» Task requirements:
Exactly the lines from the one with "Query: board and batten siding" to the end of the data below should be set down, and no others.

### Dataset records

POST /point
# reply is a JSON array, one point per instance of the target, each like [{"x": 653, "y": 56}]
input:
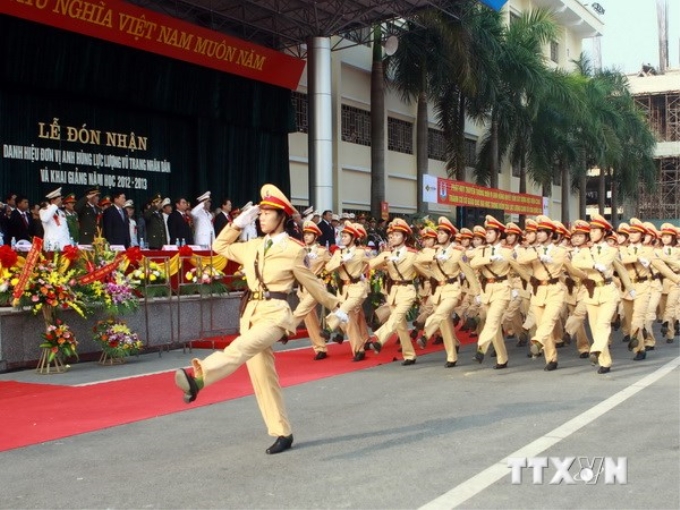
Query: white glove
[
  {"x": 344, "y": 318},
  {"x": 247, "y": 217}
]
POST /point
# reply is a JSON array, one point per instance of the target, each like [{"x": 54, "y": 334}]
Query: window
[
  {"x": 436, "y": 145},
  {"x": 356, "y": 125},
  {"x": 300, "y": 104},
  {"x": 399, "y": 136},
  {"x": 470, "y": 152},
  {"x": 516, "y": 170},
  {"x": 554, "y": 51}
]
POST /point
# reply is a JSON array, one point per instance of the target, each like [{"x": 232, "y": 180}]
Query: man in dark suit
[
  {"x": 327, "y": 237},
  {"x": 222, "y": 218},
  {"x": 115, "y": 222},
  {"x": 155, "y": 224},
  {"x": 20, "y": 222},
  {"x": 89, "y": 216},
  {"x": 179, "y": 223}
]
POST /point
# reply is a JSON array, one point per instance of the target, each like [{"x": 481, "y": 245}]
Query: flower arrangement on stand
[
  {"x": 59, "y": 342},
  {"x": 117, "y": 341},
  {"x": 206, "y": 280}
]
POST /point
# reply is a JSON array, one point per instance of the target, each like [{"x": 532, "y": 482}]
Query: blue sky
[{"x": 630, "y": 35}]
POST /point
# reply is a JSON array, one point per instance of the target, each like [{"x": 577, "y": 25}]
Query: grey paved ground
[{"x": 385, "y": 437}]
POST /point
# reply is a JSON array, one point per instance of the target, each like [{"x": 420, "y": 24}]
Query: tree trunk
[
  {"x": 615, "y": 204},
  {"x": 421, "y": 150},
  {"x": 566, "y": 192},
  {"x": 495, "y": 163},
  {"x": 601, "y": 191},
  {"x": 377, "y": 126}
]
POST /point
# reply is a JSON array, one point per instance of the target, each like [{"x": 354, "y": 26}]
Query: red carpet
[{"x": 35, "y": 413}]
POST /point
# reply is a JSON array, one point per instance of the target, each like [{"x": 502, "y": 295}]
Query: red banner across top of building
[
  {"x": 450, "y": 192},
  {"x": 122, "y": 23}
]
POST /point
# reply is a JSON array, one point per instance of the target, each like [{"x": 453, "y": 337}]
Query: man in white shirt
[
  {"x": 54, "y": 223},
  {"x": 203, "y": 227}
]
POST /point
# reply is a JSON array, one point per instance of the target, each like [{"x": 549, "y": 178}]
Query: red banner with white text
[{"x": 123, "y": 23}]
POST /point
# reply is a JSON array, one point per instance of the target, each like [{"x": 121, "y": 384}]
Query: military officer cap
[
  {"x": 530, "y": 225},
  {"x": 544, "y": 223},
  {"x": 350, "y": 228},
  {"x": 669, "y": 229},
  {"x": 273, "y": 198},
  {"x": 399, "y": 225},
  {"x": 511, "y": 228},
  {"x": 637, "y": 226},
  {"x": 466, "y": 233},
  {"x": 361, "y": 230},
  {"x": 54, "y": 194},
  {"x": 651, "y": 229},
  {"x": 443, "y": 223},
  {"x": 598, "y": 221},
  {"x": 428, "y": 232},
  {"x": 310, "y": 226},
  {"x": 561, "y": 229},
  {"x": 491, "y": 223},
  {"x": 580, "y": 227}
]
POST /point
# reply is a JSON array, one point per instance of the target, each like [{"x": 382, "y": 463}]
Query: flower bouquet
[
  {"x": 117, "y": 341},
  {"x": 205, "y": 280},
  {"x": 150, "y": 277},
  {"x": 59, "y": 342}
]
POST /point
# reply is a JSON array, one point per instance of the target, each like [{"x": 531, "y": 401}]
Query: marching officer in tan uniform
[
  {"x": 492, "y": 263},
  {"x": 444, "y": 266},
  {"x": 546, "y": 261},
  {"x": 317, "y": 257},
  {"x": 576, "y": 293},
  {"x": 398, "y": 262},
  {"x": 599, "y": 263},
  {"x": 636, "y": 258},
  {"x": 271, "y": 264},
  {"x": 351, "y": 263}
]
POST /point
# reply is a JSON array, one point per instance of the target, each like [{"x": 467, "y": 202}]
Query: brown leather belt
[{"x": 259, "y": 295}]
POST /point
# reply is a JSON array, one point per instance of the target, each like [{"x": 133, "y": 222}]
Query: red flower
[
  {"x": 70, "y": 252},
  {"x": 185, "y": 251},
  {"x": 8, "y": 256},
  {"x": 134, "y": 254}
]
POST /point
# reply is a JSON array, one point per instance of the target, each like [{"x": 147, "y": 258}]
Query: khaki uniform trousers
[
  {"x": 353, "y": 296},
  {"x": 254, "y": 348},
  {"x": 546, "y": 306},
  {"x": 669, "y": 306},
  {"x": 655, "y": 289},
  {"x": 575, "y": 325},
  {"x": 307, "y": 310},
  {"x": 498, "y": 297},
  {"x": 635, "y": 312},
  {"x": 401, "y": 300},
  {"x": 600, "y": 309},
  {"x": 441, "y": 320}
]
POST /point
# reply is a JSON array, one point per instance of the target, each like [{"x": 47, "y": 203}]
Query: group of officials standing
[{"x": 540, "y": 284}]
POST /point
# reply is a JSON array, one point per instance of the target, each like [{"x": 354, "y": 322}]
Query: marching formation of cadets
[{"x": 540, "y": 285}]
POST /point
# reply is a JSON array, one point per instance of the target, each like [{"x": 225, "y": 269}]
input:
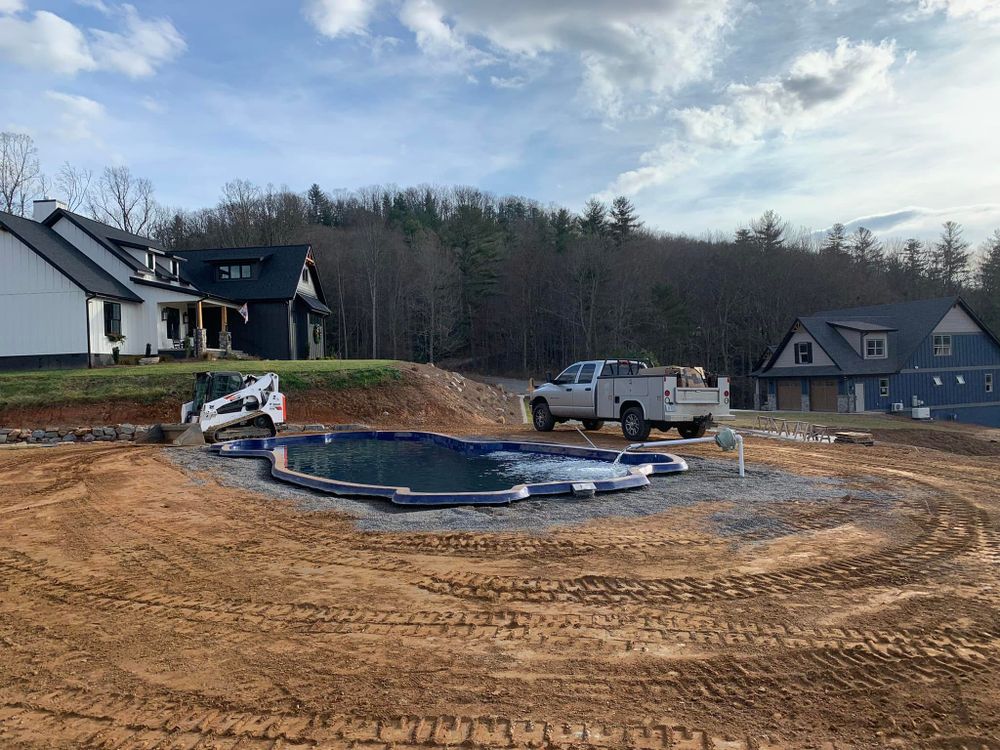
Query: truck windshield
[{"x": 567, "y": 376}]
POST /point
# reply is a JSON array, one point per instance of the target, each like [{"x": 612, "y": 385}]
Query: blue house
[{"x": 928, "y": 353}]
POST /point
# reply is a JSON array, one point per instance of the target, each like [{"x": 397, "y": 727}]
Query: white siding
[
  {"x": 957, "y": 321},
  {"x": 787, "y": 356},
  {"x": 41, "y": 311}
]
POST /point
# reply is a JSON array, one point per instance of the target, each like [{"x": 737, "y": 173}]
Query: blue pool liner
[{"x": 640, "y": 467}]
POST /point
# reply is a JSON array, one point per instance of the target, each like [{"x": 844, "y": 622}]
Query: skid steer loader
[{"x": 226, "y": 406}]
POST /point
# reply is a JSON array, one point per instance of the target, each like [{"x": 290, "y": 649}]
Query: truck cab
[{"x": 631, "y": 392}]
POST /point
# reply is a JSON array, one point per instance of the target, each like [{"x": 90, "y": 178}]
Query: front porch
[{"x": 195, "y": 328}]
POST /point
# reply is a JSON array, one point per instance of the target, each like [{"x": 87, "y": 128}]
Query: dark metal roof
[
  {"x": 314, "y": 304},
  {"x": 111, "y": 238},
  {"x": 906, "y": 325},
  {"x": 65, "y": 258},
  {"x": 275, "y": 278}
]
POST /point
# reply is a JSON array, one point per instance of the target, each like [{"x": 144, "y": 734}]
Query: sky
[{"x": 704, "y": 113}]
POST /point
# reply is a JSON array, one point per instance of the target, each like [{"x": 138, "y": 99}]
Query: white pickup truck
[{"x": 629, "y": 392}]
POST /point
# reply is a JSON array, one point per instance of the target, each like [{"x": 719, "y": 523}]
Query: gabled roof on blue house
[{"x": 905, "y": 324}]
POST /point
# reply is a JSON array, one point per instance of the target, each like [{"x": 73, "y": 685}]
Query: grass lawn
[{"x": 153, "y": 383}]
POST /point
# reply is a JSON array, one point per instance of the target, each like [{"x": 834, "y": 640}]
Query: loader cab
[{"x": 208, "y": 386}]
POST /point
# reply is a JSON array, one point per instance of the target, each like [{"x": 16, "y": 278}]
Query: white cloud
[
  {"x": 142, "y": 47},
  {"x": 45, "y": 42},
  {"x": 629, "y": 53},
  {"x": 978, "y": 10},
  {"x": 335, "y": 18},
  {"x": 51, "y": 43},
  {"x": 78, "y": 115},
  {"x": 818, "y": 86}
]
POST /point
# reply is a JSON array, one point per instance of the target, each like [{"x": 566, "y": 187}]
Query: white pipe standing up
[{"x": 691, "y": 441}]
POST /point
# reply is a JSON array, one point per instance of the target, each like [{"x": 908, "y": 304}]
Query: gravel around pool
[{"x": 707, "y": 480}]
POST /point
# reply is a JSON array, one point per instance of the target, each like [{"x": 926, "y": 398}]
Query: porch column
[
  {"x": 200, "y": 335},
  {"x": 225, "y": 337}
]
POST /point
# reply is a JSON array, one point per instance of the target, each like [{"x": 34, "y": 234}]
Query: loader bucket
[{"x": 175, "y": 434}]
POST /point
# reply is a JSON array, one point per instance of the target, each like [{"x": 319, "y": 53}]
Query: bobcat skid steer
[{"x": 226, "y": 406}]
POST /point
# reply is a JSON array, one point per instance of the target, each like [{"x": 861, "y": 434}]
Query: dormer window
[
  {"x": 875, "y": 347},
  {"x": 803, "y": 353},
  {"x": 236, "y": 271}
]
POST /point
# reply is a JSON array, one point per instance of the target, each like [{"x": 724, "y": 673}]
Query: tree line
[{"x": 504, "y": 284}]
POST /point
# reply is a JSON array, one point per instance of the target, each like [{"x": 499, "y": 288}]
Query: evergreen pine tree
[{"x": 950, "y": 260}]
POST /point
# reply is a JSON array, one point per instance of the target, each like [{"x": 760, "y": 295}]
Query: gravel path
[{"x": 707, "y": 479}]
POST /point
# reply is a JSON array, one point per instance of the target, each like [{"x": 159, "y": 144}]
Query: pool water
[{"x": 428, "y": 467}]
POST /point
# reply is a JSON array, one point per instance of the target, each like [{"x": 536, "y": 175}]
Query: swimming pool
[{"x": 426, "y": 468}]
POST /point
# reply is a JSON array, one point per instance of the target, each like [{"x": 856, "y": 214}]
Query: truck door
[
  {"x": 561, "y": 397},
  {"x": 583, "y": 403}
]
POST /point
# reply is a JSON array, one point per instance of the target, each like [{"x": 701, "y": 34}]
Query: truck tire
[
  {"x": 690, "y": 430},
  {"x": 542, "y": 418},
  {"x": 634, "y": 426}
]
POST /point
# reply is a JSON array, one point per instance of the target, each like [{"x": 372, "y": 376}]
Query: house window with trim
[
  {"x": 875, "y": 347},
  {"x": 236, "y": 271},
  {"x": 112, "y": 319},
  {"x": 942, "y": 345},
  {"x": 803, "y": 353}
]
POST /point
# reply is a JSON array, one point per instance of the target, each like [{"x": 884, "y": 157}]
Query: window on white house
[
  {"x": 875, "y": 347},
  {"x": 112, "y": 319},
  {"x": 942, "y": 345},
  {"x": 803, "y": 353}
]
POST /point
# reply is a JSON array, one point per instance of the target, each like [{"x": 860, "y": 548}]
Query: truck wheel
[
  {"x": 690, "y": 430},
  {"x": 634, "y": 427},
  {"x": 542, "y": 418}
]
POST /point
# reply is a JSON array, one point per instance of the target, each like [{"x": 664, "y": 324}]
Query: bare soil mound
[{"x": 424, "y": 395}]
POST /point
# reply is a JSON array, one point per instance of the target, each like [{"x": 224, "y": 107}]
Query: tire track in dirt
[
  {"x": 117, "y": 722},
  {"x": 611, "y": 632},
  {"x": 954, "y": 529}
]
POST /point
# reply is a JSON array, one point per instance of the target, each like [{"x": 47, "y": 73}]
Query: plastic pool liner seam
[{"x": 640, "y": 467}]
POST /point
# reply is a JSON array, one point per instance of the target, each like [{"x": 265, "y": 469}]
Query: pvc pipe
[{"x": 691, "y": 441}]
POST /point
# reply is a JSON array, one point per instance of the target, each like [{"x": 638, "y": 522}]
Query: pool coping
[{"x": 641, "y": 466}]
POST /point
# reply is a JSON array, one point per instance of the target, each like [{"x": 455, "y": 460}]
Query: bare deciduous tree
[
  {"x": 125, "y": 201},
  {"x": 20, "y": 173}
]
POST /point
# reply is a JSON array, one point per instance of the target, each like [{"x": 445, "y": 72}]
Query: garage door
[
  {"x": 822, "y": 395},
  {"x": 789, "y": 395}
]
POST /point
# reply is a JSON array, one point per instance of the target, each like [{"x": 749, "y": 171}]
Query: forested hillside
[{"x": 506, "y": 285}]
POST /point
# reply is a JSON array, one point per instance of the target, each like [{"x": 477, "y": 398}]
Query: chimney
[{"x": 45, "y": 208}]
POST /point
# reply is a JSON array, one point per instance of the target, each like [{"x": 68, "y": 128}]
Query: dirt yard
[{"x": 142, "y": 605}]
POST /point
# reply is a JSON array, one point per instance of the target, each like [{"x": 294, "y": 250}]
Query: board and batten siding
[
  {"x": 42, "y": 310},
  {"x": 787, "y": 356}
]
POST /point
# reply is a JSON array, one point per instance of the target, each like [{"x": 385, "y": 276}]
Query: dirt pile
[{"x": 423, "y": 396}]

######

» Output of the task:
Query: board and batten siding
[
  {"x": 42, "y": 310},
  {"x": 787, "y": 356}
]
POST /point
# reply is a JSON array, one point per instance of the target, each like [{"x": 385, "y": 276}]
Query: dirt pile
[{"x": 423, "y": 396}]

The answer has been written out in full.